## EXERCISE INSTRUCTIONS
Retype the tail of the data exactly, starting at the line containing "Spot the small" and stopping at the last line.

━━━ AVAILABLE DATA

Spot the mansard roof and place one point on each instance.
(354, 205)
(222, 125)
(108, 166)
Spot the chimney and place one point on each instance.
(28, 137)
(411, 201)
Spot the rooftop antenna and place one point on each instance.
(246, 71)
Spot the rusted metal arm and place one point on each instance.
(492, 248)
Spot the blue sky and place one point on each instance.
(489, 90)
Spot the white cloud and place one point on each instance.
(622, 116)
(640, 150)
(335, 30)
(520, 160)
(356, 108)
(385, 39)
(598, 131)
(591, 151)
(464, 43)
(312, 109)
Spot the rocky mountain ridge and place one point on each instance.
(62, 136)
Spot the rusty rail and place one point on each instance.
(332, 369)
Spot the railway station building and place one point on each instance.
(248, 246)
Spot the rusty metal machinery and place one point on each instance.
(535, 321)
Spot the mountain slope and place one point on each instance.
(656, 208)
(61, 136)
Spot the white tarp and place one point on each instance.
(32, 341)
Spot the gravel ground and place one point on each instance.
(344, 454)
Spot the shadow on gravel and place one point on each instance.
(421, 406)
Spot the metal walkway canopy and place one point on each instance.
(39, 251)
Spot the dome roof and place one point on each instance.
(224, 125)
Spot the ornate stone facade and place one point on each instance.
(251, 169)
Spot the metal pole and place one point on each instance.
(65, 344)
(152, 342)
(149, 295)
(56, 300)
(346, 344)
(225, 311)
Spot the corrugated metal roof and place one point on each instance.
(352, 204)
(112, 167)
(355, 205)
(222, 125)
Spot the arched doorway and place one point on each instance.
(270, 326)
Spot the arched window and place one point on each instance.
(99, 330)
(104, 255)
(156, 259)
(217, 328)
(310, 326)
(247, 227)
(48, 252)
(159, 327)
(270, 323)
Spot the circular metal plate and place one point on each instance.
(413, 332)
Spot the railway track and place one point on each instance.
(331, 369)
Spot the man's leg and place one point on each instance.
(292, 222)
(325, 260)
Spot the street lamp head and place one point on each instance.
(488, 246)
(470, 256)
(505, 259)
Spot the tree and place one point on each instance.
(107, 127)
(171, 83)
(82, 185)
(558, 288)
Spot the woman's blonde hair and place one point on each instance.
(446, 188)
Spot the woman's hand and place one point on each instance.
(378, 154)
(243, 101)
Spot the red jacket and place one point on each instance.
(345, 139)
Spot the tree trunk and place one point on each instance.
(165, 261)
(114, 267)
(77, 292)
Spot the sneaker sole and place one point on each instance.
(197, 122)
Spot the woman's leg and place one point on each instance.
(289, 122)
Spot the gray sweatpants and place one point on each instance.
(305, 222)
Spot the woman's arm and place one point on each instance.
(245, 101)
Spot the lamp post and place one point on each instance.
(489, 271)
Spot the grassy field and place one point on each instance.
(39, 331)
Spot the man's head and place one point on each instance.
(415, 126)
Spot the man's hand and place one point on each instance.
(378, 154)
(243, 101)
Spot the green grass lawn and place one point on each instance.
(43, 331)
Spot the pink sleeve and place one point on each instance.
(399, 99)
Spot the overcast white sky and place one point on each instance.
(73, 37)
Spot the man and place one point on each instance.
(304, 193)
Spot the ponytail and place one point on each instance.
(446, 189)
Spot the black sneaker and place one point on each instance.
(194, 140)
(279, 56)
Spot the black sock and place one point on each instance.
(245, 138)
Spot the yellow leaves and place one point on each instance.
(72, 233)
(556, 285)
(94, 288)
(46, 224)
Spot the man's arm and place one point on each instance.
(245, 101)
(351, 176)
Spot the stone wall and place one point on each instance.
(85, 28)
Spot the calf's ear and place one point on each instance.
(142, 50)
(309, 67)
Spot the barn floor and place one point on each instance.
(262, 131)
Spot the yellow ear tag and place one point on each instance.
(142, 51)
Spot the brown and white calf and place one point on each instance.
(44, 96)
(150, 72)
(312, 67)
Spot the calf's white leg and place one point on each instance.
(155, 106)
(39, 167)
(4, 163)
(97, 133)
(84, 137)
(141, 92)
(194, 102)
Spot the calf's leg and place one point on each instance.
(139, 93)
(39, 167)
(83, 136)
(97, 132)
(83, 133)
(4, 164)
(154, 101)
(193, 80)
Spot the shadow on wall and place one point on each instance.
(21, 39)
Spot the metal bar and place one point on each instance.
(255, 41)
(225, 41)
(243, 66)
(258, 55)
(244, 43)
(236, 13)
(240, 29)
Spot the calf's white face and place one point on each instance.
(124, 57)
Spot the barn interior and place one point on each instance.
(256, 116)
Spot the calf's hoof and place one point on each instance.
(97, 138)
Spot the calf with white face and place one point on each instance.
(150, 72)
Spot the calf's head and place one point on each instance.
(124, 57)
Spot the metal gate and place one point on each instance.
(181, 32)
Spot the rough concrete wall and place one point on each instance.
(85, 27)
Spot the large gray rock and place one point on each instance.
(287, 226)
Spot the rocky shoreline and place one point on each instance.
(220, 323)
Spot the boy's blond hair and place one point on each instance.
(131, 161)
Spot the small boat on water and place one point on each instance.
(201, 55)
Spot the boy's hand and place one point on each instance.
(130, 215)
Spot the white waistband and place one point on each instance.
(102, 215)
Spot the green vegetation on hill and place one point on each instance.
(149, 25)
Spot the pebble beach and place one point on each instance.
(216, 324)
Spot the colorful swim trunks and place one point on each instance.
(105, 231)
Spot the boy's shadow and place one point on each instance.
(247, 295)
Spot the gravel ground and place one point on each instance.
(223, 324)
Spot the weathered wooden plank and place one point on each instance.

━━━━━━

## RESULT
Spot the small boat on water and place one point on each instance.
(201, 55)
Spot the boy's hand and place one point on each instance.
(130, 215)
Spot the white waistband and place one point on each instance.
(102, 215)
Spot the green vegetation on hill and place one point on each instance.
(149, 25)
Spot the pebble beach and place one point on each instance.
(216, 324)
Spot the colorful swim trunks and place one point on each instance.
(105, 231)
Spot the boy's shadow and place one point on each instance.
(247, 295)
Spot the gravel ground and place one point on each instance.
(223, 324)
Spot the weathered wooden plank and place one point on each instance.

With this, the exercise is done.